Menanti Bulan Syawal

Bulan syawal - Bukan penari yang tersohor atau handal di kelas pentas seni tingkat kecamatan atau nasional, melainkan penari khas campursari kelas kampung. raut wajah Sengit nampak ketika memasuki bulan Suro dan bulan puasa, dimana hari yang di tunggu-tunggu tak seperti bulan syawal sibuk di depan cermin.

"Katakanlah biduan amatir"

Siang malam hal biasa setiap pulang melingkari tanggalan yang terpajang di samping almari kamar, jika sang pemimpin lupa meberi amplop tak terselip di tas mini yang menjadi andalan ngamen hingga ke manca negara desa pelosok perkampungan. "naik gunung turun gunung, menyusuri lembah layaknya ninja hattori".

Walau bukan ahli pijat urat saraf dari tangan-tanganya yang handal para seniman, tangan itu serasa ingin di garuk sembari menanti padatnya job di bulan syawal. barangkali mau jujur, hati kecil mereka sebagian Rindu dengan alis bulan sabit, bedak dan lipstic di wajah biduan katimbang wajah sang istri yang sah.

"Hak e.. Hak e.." , tanpa tepuk tangan seperti gelar "wirosuworo" crew mereka juga sibuk ambil alih menjadi tukang batu. sesekali tepuk tangan hanya kebetulan mendengar radio dari tetangganya. hanya saja rasa panik ketika di ladang sawah sepi  sampingan.

"masih enak, hak e.. hak e.. tepuk-tepuk tangan, badan bersih, tidak panas kehujanan, makan enak, amplop 80. hmmmm.... , di bank (bangunan) Rp 70 saja kotor". 

Terkena penyakit timbil, mata buram sebelah hingga berhari-hari sudah hal biasa.

Kusut senyum kecut, sepadan dengan bau keringat "pating slenting", sama seperti yang di alami para entertaimen crew vidio shoting ketika selesai acara malam.

# [Tugas A]
Salin persis bagian tulisan tentang penantian bulan Syawal, mulai dari "Walau bukan ahli" sampai "sudah hal biasa.".
# [Tugas B]
Ringkas tulisan tentang penantian bulan Syawal itu dalam dua kalimat.
# [Tugas C]
Lanjutkan tulisan tentang penantian bulan Syawal para biduan kampung ini, mulai setelah kalimat terakhirnya.

# [Isi Data]
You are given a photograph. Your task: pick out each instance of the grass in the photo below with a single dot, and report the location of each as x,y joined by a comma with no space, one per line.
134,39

# [Jawaban Latihan A]
Walau bukan ahli pijat urat saraf dari tangan-tanganya yang handal para seniman, tangan itu serasa ingin di garuk sembari menanti padatnya job di bulan syawal. barangkali mau jujur, hati kecil mereka sebagian Rindu dengan alis bulan sabit, bedak dan lipstic di wajah biduan katimbang wajah sang istri yang sah.

"Hak e.. Hak e.." , tanpa tepuk tangan seperti gelar "wirosuworo" crew mereka juga sibuk ambil alih menjadi tukang batu. sesekali tepuk tangan hanya kebetulan mendengar radio dari tetangganya. hanya saja rasa panik ketika di ladang sawah sepi  sampingan.

"masih enak, hak e.. hak e.. tepuk-tepuk tangan, badan bersih, tidak panas kehujanan, makan enak, amplop 80. hmmmm.... , di bank (bangunan) Rp 70 saja kotor". 

Terkena penyakit timbil, mata buram sebelah hingga berhari-hari sudah hal biasa.

# [Jawaban Latihan B]
Tulisan ini menggambarkan seorang penari campursari kelas kampung yang raut wajahnya tampak sengit saat bulan Suro dan bulan puasa karena tidak sesibuk bulan Syawal. Di luar musim pentas, kru mereka beralih menjadi tukang batu, padahal pentas terasa lebih enak karena badan bersih, makan enak, dan amplopnya 80, sedangkan di bangunan hanya Rp 70 kotor.

# [Jawaban Latihan C]
Walau mereka pulang dengan tangan kosong selalu menulis di catatan salopun Androidnya, itulah sang pahlawan shoting juga tak kalah canggih dengan biduan amatir yang sok canggih sebenarnya Gaptek akhirnya tanggalan menjadi sasaran pena dari lipsticnya.

menanti bulan syawal

Era tahun 70 hingga 90, sesepuh dokumentasi foto metode klis jawara dunia di tahunya. walau di anggap jadul oleh para kaum netizan/warganet saat ini, kodak foto versi klis adalah pahlawan dokumentasi pertama di indonesia.

Seperti bayi tabung siang malam tak pernah mengirup udara segar, siapa lagi kalau bukan camera foto dan camera vidio di etalase berlampu kuning 5 watt itu. kesabaranya menunggu bulan syawal tidak akan sia-sia melirik wajah-wajah cantik penunggu peti amplop, among tamu, bahkan hingga ke dapur masak.

Penantian sang foto grafer dan crew shoting tak kalah trik cameranya sebagai pahlawan dokumentasi, yang akan di kenang sepanjang waktu hingga turun temurun pemilik hajatan.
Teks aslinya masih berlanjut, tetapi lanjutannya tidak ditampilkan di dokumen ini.